### PROVIDED MATERIAL
******************************
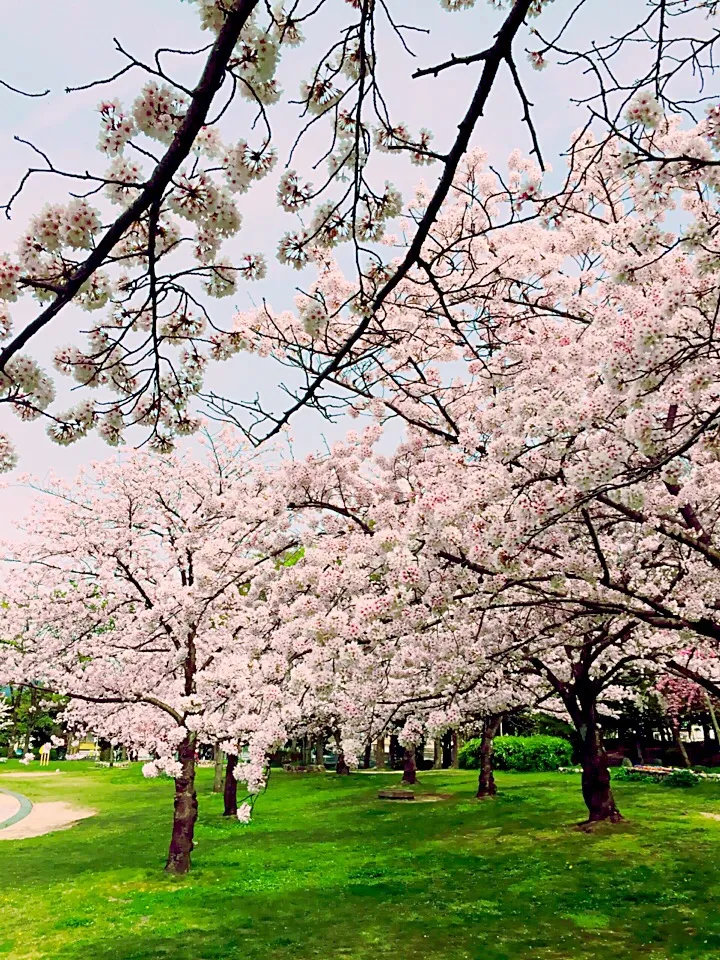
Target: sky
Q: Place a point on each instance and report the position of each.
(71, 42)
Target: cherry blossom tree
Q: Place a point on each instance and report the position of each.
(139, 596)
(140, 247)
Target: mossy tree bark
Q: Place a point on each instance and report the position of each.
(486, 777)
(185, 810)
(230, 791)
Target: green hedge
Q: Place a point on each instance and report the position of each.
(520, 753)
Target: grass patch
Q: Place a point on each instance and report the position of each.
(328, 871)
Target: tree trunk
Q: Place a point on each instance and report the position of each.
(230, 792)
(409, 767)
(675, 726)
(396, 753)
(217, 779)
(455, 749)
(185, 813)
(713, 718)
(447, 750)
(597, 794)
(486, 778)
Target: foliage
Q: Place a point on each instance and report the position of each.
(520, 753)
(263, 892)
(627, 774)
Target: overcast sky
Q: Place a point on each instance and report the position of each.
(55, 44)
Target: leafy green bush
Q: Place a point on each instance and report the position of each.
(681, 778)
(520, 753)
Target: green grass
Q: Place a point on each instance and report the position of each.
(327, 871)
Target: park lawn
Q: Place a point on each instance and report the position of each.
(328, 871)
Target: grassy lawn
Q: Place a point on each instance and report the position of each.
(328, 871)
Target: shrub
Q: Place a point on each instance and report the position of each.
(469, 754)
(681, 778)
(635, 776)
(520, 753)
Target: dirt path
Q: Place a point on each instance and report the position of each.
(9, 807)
******************************
### REQUIRED WORK
Reproduce all of the data above word for word, omitting the pictures.

### PROBLEM SOLUTION
Target: sky
Q: Place a point on each instance and report the position of each.
(71, 42)
Target: cherry blossom tree
Q: Place a point on each instance and report the position of each.
(139, 596)
(140, 247)
Target: mossy tree bark
Q: Place a point on each instance and report the position of each.
(486, 777)
(185, 810)
(230, 791)
Target: green hedge
Q: Place a point on each instance and report the position of each.
(520, 753)
Target: grass patch
Q: Place a point on each instance and report the position of each.
(328, 871)
Target: tree trunk
Q: Place a point on each instance and report the position of each.
(230, 792)
(409, 767)
(675, 726)
(396, 753)
(217, 779)
(455, 749)
(185, 813)
(713, 718)
(447, 750)
(597, 794)
(486, 778)
Target: foliage
Q: Place a point on each instance and report the position of each.
(520, 753)
(263, 892)
(627, 774)
Target: overcast sky
Q: Place a point on each instance and report the position of each.
(55, 44)
Target: leafy green bush
Q: Place a point on each instance and report the position of each.
(681, 778)
(520, 753)
Target: green grass
Q: Place a point on each instance and report the position of each.
(327, 871)
Target: park lawn
Q: Place a point on each instance and report the position of each.
(328, 871)
Target: grassy lawn
Q: Place a point on each instance and report the position of each.
(328, 871)
Target: shrub
Q: Place a point on each instance and report the position of each.
(469, 754)
(681, 778)
(635, 776)
(520, 753)
Target: dirt path
Q: Place a point on each instance and report the position of each.
(9, 807)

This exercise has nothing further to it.